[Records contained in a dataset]
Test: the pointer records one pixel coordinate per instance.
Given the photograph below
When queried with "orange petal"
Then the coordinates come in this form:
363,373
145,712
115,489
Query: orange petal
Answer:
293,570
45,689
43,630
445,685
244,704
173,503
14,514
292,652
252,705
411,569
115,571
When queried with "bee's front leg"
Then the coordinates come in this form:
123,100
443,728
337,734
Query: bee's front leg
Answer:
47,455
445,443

...

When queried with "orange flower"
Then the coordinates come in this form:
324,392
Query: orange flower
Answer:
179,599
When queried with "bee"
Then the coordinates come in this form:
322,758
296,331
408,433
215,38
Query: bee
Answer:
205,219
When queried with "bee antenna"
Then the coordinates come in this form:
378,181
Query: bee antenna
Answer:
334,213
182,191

## [Exercise brief]
Only the lines above from the one with "Given the photograph below" up to and including the one with "Query: bee's front leg" should be repeated, exactly as written.

## [Result of this exercise]
Given the photograph below
When queried with "orange petal"
Then the coordinates come in this form:
363,373
145,712
115,489
Query: orange petal
Answer:
293,570
45,689
43,630
445,685
244,704
173,503
14,514
292,652
252,705
411,569
115,571
When queried with "bee's front leg"
Then the coordinates come in this form:
123,100
443,728
337,734
Query: bee's front leg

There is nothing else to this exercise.